SUPPLIED INFORMATION: Begin

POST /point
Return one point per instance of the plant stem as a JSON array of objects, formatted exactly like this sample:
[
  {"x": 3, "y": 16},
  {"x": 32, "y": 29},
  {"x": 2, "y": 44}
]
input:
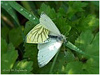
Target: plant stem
[{"x": 52, "y": 66}]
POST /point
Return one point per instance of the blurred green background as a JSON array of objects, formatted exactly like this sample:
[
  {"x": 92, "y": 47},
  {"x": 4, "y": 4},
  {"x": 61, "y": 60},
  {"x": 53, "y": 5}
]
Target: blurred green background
[{"x": 78, "y": 19}]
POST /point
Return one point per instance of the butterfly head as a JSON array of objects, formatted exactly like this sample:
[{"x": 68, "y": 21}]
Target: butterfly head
[{"x": 62, "y": 38}]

SUPPLIED INFORMATION: End

» **ASSIGNMENT**
One exact copy of the data, no pictures: write it out line for line.

» **RESULT OF THIS TASK**
POST /point
Return one point per instance of the plant stem as a JSON array of objects, formatted exactly like this sample:
[
  {"x": 3, "y": 16},
  {"x": 32, "y": 29},
  {"x": 2, "y": 44}
]
input:
Target: plant stem
[{"x": 52, "y": 66}]
POST /point
Return one point per instance of the blurred green background as a JSON array of objects, formatted exactly like this sample:
[
  {"x": 92, "y": 47},
  {"x": 4, "y": 4},
  {"x": 61, "y": 60},
  {"x": 53, "y": 5}
]
Target: blurred green background
[{"x": 78, "y": 19}]
POST /point
Return one point per instance of the butterfly head as a JSON array of objects, formatted exactly like this sample:
[{"x": 68, "y": 21}]
Target: butterfly head
[{"x": 62, "y": 38}]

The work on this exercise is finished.